- _PROMPT_
Reproduce the material below word for word, beginning with its first line and continuing through the line that contains "x=295 y=249".

....

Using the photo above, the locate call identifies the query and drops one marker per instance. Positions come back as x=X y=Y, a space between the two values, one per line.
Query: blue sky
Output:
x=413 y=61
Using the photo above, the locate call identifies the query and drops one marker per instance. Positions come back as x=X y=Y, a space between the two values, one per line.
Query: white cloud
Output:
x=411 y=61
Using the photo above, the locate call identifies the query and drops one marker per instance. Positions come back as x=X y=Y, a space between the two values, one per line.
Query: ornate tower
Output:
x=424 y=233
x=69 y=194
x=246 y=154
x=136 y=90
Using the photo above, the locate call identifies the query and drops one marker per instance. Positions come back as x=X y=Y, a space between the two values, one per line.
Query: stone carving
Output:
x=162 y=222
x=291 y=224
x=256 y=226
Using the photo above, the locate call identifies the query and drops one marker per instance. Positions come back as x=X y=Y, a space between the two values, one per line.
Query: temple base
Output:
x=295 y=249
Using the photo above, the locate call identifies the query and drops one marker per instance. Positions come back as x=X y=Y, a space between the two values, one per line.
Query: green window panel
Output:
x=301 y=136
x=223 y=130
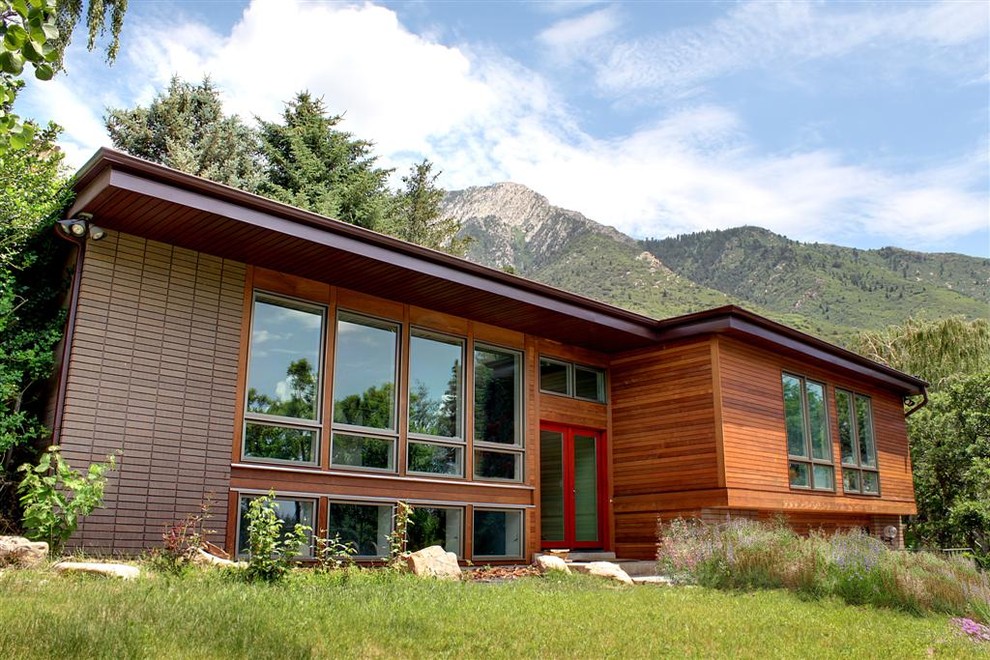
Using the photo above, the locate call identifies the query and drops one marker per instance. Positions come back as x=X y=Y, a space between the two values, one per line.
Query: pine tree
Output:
x=312 y=164
x=185 y=128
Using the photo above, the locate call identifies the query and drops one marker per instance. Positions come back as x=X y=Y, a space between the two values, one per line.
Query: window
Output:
x=434 y=525
x=364 y=393
x=498 y=427
x=364 y=527
x=282 y=418
x=498 y=533
x=291 y=512
x=808 y=445
x=436 y=404
x=859 y=452
x=574 y=380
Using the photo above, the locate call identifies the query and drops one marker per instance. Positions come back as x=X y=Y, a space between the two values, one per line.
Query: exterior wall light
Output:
x=80 y=226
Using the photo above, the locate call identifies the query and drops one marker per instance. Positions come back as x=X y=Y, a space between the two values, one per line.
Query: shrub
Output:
x=851 y=565
x=271 y=546
x=55 y=497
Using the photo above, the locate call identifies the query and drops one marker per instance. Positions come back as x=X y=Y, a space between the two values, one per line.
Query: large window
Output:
x=363 y=527
x=809 y=448
x=574 y=380
x=498 y=533
x=364 y=393
x=436 y=404
x=282 y=418
x=859 y=452
x=435 y=525
x=498 y=428
x=290 y=511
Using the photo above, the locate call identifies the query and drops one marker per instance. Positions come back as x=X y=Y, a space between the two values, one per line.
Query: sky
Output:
x=861 y=124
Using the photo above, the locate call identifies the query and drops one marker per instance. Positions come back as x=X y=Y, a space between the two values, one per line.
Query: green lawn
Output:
x=43 y=615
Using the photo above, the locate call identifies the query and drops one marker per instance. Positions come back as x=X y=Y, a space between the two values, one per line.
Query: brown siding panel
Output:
x=152 y=373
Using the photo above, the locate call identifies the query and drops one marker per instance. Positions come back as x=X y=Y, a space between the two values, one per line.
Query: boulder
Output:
x=605 y=569
x=18 y=551
x=434 y=561
x=547 y=563
x=123 y=571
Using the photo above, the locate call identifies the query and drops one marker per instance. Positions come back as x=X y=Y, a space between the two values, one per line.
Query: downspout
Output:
x=70 y=326
x=918 y=406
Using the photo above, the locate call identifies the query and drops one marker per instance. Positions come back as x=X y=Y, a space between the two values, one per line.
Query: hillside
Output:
x=827 y=290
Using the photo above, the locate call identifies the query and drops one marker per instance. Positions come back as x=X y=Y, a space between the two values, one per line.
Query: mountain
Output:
x=827 y=290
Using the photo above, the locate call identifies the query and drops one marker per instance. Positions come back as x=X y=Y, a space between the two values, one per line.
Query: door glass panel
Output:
x=552 y=485
x=585 y=488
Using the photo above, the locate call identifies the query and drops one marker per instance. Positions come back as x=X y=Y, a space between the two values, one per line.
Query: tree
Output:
x=185 y=128
x=312 y=164
x=416 y=213
x=38 y=31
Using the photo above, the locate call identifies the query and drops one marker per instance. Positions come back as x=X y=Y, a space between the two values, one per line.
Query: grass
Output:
x=373 y=615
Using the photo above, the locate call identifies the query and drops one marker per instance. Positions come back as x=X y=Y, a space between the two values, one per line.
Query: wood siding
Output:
x=152 y=374
x=755 y=444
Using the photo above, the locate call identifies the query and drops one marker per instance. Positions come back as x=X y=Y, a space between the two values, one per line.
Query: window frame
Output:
x=314 y=501
x=341 y=428
x=314 y=425
x=853 y=419
x=809 y=459
x=495 y=509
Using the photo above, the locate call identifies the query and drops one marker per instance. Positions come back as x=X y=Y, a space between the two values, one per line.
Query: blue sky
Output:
x=862 y=124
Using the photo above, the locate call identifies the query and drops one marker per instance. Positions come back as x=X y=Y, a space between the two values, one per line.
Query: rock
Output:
x=123 y=571
x=434 y=561
x=547 y=563
x=18 y=551
x=202 y=558
x=605 y=569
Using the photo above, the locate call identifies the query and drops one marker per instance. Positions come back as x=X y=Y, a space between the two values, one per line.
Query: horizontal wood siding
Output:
x=755 y=444
x=152 y=374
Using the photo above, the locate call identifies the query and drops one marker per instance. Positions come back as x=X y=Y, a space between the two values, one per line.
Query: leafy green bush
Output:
x=271 y=546
x=55 y=496
x=853 y=566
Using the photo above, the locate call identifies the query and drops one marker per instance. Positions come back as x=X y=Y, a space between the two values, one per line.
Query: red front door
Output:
x=572 y=487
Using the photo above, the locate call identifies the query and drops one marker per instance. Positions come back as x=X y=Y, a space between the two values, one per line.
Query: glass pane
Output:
x=284 y=368
x=290 y=512
x=358 y=451
x=551 y=486
x=364 y=373
x=843 y=405
x=365 y=527
x=435 y=526
x=818 y=421
x=589 y=383
x=436 y=459
x=555 y=377
x=497 y=465
x=497 y=396
x=850 y=481
x=585 y=488
x=864 y=427
x=497 y=533
x=280 y=443
x=794 y=416
x=435 y=386
x=824 y=477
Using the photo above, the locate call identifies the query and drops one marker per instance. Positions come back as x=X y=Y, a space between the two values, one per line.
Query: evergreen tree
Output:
x=185 y=128
x=416 y=214
x=310 y=163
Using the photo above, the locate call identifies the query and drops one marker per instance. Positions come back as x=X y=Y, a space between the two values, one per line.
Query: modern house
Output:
x=229 y=345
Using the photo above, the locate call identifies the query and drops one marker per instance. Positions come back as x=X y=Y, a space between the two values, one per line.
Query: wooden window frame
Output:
x=855 y=430
x=809 y=459
x=278 y=421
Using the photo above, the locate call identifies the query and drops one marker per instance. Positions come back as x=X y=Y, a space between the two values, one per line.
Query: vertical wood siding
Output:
x=153 y=374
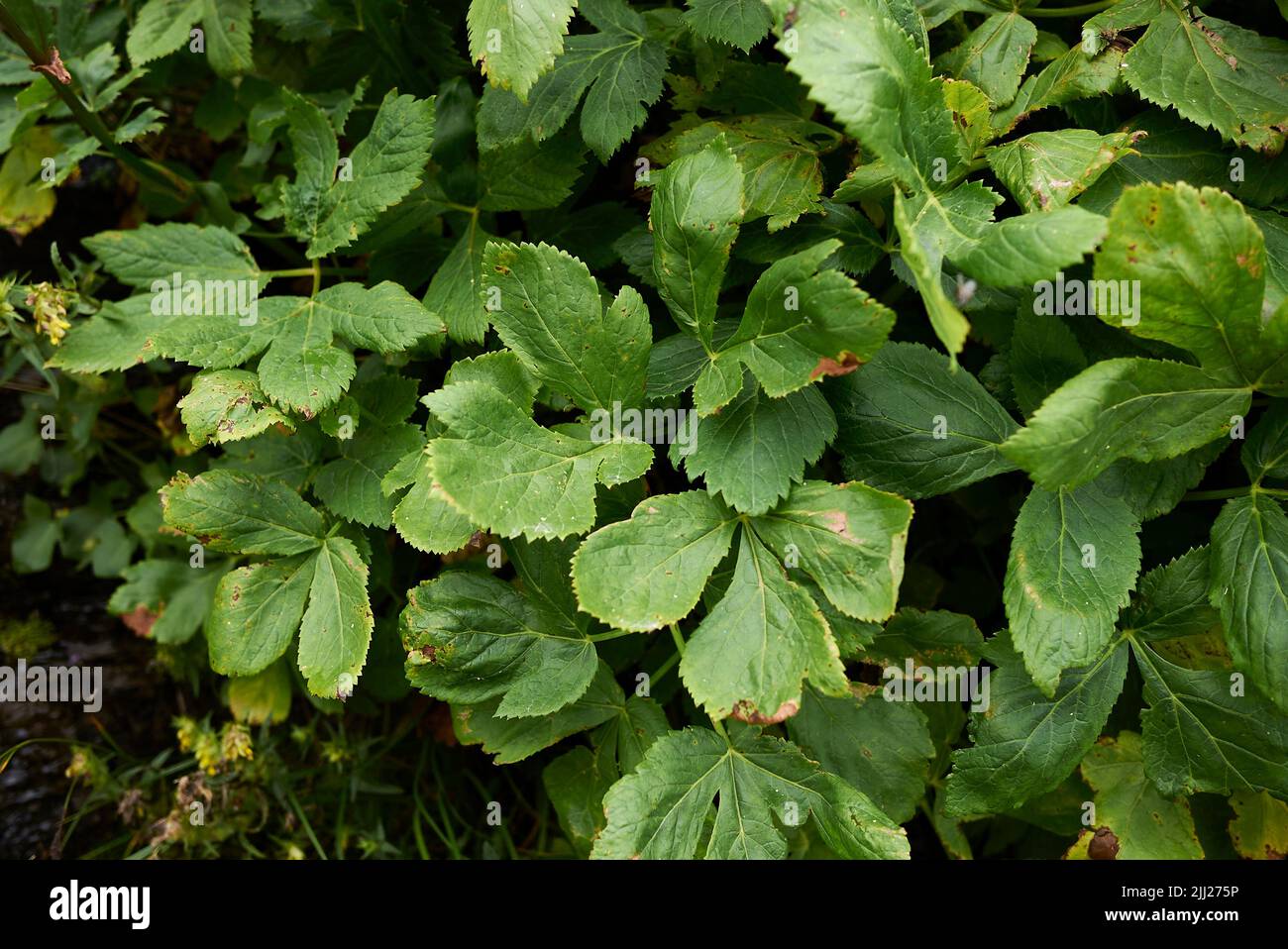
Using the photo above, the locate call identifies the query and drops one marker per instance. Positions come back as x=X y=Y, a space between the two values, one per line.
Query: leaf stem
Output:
x=86 y=117
x=610 y=634
x=1069 y=11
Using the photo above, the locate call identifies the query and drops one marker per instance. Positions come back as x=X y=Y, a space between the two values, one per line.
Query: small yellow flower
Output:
x=50 y=309
x=236 y=742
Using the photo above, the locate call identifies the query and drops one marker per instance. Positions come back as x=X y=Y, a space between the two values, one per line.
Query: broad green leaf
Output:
x=1074 y=558
x=1145 y=410
x=1198 y=263
x=1206 y=731
x=174 y=593
x=995 y=55
x=1067 y=78
x=330 y=210
x=472 y=638
x=754 y=651
x=262 y=698
x=800 y=323
x=1260 y=827
x=550 y=314
x=336 y=627
x=1025 y=743
x=848 y=537
x=1229 y=76
x=948 y=322
x=1048 y=168
x=883 y=748
x=1030 y=248
x=867 y=71
x=696 y=210
x=661 y=810
x=1248 y=584
x=758 y=447
x=514 y=42
x=1265 y=454
x=649 y=571
x=1147 y=825
x=618 y=71
x=514 y=739
x=424 y=516
x=912 y=424
x=117 y=338
x=227 y=406
x=739 y=24
x=514 y=476
x=226 y=510
x=154 y=253
x=1172 y=600
x=257 y=612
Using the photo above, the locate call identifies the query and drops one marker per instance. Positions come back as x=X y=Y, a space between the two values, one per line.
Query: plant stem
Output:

....

- _RESPONSE_
Using the photo above, the locate call identifies the query and drops one marker per instance. Positions come back as x=X y=Y, a space between the two values, one per line.
Query: blue sky
Output:
x=413 y=61
Using the photo above, the locate call identifies the query and drops one marker per instance. Positions come back as x=X y=Y, a space between the two values, one per line.
Query: white cloud
Output:
x=411 y=61
Using the photo above, the locate call identifies the query and drops one marker per instance. Positions come back as x=X y=Y, a space between the two values, one per line.
Query: ornate tower
Output:
x=424 y=233
x=69 y=194
x=246 y=154
x=136 y=90
Using the photo above, the locate call identifies the query and drops one marker per instance. Positions come back as x=X y=Y, a space between the two values, one per line.
Query: stone carving
Output:
x=162 y=222
x=291 y=224
x=256 y=226
Using the photo above, the locate call identifies the query and drops one marker per instance. Positions come back as x=X y=Y, a space between the two values, one per line.
Query: temple base
Output:
x=295 y=249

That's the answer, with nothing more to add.